## EXCERPTED TEXT
◆ ◆ ◆ ◆ ◆ ◆ ◆

# Judy!



## boyd59 (Jan 19, 2013)

We just got Judy who is 100% Boer in Nov 2012. She is our big girl! We are hoping to get some pretty babies from her this spring!!


----------



## ksalvagno (Oct 6, 2009)

Nice looking girl!


----------



## ThreeHavens (Oct 20, 2011)

Nice, stocky girl you have there! I would love a few boers ...


----------



## boyd59 (Jan 19, 2013)

Thank Y'all! She is pretty....to bad her attitude isn't. She won't let you near her ::rollyeyes:: 
I'm hoping she kids by April. We have had her with our buck since the end of Oct.


----------



## ogfabby (Jan 3, 2013)

Awesome!! I've never seen a boer doe w a beard! I want one!! Love her!


----------



## nancy d (Oct 5, 2007)

Love those big girls! She appears to be quite independent.


----------



## boyd59 (Jan 19, 2013)

I've never seen a doe with a beard either...it took alot of convincing my 5 year old she was a girl lol. And she is very independent! She is the alpha female that's for sure


----------



## KymberLeAnn (Sep 16, 2012)

Is she a registered 100%?
That beard really makes me question if she really is full boer, she also doesn't have a very strong roman nose like most fullblood boers have,..
She is beautiful though! She's rockin' that beard!


----------



## Tenacross (May 26, 2011)

◆ ◆ ◆ ◆ ◆ ◆ ◆

## SUPPLIED RECORDS
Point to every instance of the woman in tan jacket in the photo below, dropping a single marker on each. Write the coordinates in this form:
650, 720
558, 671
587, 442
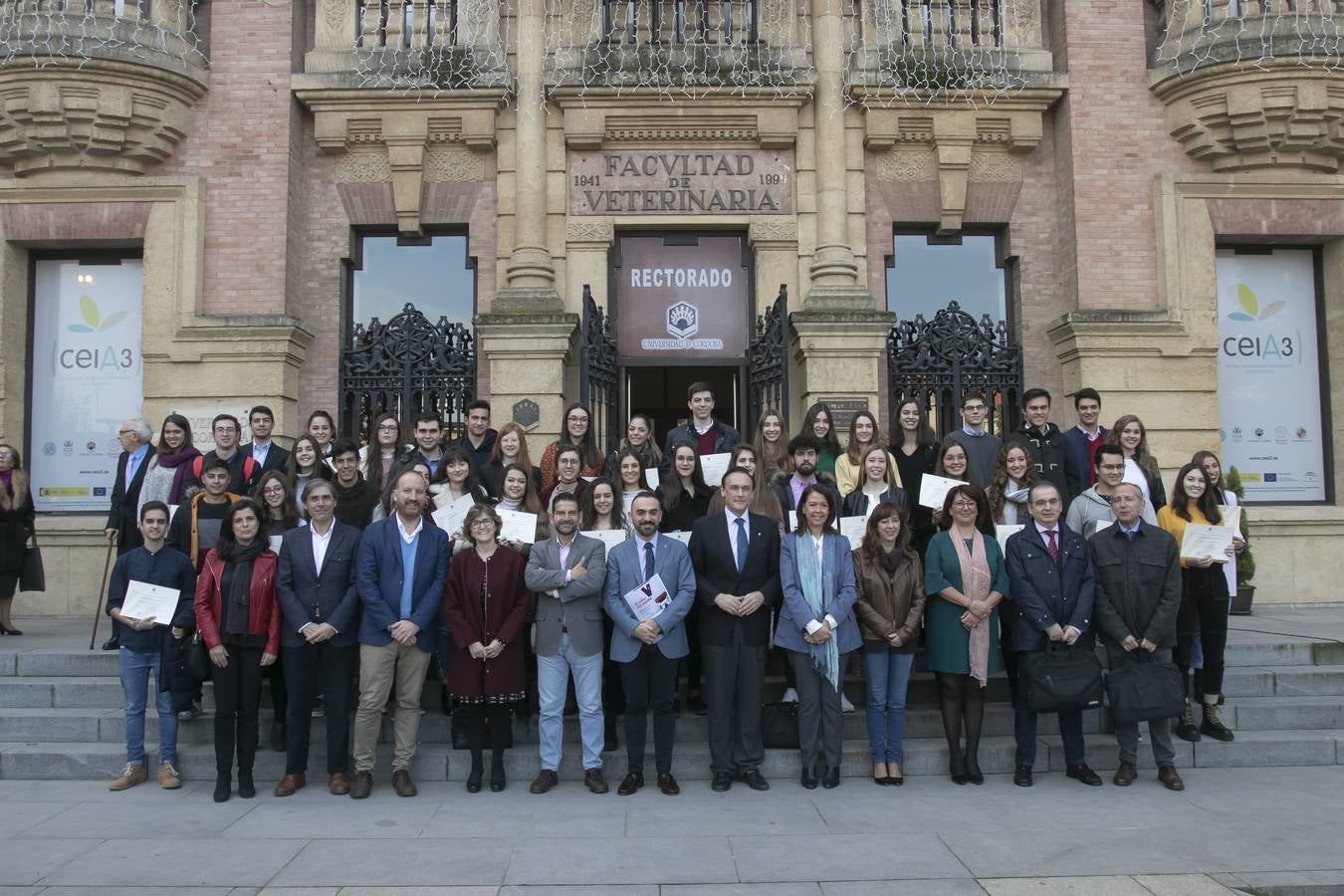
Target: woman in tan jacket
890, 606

◆ ◆ ◆ ◆ ◆ ◆ ◆

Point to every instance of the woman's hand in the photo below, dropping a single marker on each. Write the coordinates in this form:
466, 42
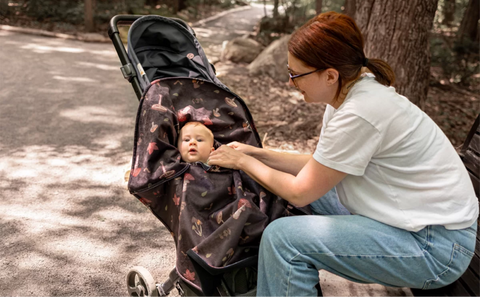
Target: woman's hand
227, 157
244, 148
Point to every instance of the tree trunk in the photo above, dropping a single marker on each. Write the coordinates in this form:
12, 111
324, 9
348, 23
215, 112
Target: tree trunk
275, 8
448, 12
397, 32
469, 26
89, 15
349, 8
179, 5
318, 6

◆ ◆ ◆ ◆ ◆ ◆ ◆

## WRITTEN INSTRUCTION
According to the forum thread about Judy, since when has she been kept with the buck?

## EXERCISE RESPONSE
Since the end of October.